▶ [TUGAS SINGKAT A] Tuliskan ulang bagian dari kutipan untuk dibaca, mulai dari "Yang jelas penayangan" sampai dengan "oleh kelompok JK.".
▶ [TUGAS SINGKAT B] Ubah paragraf dalam kutipan untuk dibaca yang diawali "Dalam film tersebut" menjadi daftar butir yang lebih ringkas tanpa menghilangkan fakta utamanya.

▶ [KUTIPAN UNTUK DIBACA]

■ ■ ■ ■ ■ ■ ■

Lucunya lagi, kedua judul yang berbeda tersebut pada beberapa paragraf terdapat tulisan yang sama persis rangkaian kalimatnya. Di antaranya kalimat, “Jokowi mengaku kecewa karena dwelling time di Indonesia mencapai enam-tujuh hari.” Padahal di dashboard online Pelabuhan Tanjung Priok jelas-jelas saat ini menunjukkan dwelling time sudah berada pada posisi normal 3,6 hari.
Apakah Romo Benny melalui Metro TV dan juga dengan Tempo.co atau dengan pihak lainnya tersebut merupakan bagian dari bentuk “pengerahan perlawanan” yang telah di-setting oleh kelompok JK atau tidak, entahlah??? Juga apakah hal-hal tersebut merupakan upaya balas dendam atas ditetapkannya salah satu orang JK (RJ Lino) atau tidak, entahlah???
Yang jelas penayangan Metro TV dan Tempo.co tersebut cukup terkesan manipulatif, sehingga sangat patut dicurigai sekaligus diwaspadai sebagai salah satu upaya penzaliman sekaligus kejahatan dari kubu JK guna menghentikan langkah para tokoh perjuangan dan pergerakan seperti Rizal Ramli yang memang sangat aktif menghalau “nafsu” sang pengusaha yang juga sebagai penguasa itu.
Pernah menonton salah satu Film James Bond berjudul Tomorrow Never Dies? Secara umum kira-kira seperti itulah yang sedang dilakukan oleh kelompok JK.
Dalam film tersebut, si jahat bernafsu lalu berupaya menguasai dunia, bukan dengan menggunakan kekerasan, melainkan dengan menguasai media komunikasi massa. Pesan transparan yang diberikan oleh film ini, bahwa kita hidup dalam dunia yang semakin terancam oleh pihak-pihak pengendali ‘kekuasaan media’, yaitu mereka yang menguasai jaringan televisi, studio produksi film, dan media komputer, yang tertarik membangun konspirasi untuk menguasai apa saja menurut seleranya.
Di saat seperti itu, insan Pers benar-benar merasa merdeka namun kehilangan idealisme dan nurani, sehingga media massa pun tak lagi segan-segan menjadi “pelacur” untuk menjadi “budak” sang pengusaha yang juga berlabel penguasa itu.

■ ■ ■ ■ ■ ■ ■

▶ [DATA HASIL EKSTRAKSI]
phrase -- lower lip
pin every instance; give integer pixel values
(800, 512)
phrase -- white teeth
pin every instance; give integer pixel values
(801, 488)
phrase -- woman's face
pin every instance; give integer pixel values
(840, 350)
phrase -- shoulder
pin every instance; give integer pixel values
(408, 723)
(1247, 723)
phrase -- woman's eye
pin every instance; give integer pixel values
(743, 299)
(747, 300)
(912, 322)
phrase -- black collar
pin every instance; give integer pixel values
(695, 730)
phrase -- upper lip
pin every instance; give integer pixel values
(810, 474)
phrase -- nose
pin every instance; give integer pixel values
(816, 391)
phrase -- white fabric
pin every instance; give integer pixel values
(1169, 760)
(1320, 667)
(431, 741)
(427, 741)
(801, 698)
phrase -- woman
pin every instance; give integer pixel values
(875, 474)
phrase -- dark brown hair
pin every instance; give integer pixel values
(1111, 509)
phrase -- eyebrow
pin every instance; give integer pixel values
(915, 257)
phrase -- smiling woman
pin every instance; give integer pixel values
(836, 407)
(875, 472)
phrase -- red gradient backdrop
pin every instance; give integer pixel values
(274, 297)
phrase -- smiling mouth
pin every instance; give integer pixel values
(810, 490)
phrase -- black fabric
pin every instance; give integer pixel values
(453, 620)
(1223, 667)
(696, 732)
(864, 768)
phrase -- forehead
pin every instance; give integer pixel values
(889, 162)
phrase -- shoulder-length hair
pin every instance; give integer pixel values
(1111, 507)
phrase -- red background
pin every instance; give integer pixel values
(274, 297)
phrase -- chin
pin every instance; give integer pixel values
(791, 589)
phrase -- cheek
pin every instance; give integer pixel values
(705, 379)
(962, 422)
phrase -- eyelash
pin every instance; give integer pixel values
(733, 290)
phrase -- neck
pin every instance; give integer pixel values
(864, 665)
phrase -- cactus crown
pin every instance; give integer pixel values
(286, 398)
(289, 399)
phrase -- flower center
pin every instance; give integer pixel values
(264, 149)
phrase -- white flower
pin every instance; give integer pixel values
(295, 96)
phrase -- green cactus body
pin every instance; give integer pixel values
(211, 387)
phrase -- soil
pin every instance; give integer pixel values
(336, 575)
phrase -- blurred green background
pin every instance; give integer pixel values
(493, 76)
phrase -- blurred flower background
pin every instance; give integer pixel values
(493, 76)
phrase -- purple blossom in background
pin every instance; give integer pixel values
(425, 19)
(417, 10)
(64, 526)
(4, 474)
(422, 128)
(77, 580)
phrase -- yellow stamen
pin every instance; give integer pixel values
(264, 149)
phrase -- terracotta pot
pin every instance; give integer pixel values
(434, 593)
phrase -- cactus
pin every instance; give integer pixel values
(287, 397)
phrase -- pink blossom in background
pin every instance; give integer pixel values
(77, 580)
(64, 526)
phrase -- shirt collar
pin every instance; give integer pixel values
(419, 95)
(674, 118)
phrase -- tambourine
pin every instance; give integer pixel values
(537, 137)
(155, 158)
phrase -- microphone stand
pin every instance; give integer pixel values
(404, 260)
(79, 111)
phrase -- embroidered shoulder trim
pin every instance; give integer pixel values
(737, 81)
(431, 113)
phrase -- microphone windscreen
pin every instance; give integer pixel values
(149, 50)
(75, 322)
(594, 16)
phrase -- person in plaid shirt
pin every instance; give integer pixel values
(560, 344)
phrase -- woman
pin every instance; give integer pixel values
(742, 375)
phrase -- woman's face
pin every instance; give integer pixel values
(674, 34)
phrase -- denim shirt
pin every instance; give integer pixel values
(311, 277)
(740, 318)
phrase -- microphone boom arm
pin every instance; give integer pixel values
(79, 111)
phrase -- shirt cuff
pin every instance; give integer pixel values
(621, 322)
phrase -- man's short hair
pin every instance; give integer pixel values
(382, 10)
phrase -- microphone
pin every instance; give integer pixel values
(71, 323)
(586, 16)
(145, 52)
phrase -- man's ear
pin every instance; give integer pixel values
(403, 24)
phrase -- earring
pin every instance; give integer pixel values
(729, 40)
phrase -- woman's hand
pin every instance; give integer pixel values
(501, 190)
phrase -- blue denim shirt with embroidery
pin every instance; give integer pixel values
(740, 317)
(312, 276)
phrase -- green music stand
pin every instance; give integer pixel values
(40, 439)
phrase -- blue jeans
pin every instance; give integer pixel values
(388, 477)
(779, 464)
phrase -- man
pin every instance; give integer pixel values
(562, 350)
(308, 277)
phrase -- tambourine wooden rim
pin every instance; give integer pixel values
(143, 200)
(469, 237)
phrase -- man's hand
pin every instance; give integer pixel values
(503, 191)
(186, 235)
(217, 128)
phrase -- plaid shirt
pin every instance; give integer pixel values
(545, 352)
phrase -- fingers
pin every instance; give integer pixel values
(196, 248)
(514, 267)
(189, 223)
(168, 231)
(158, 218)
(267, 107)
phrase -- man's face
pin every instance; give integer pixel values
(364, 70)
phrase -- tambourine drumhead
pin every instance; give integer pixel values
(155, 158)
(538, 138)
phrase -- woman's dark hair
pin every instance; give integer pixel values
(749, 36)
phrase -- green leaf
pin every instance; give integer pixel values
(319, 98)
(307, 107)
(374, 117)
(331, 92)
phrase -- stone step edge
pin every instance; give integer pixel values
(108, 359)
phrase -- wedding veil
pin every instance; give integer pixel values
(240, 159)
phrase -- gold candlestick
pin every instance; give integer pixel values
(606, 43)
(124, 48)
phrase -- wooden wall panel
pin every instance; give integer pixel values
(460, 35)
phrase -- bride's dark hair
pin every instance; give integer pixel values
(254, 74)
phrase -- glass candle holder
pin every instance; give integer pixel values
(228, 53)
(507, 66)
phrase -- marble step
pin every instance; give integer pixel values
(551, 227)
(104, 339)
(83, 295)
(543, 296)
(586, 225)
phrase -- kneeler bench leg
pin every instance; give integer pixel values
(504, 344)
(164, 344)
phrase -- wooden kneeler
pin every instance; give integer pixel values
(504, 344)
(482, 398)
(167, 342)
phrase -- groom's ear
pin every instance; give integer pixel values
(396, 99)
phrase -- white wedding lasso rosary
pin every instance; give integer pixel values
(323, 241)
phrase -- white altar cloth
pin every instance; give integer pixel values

■ ■ ■ ■ ■ ■ ■

▶ [JAWABAN AKHIR A]
Yang jelas penayangan Metro TV dan Tempo.co tersebut cukup terkesan manipulatif, sehingga sangat patut dicurigai sekaligus diwaspadai sebagai salah satu upaya penzaliman sekaligus kejahatan dari kubu JK guna menghentikan langkah para tokoh perjuangan dan pergerakan seperti Rizal Ramli yang memang sangat aktif menghalau “nafsu” sang pengusaha yang juga sebagai penguasa itu.
Pernah menonton salah satu Film James Bond berjudul Tomorrow Never Dies? Secara umum kira-kira seperti itulah yang sedang dilakukan oleh kelompok JK.

▶ [JAWABAN AKHIR B]
- Tokoh jahat dalam film itu berupaya menguasai dunia melalui penguasaan media komunikasi massa, bukan melalui kekerasan.
- Pesan film: dunia makin terancam oleh pihak pengendali "kekuasaan media", yaitu penguasa jaringan televisi, studio produksi film, dan media komputer.
- Pihak tersebut tertarik membangun konspirasi untuk menguasai apa saja sesuai seleranya.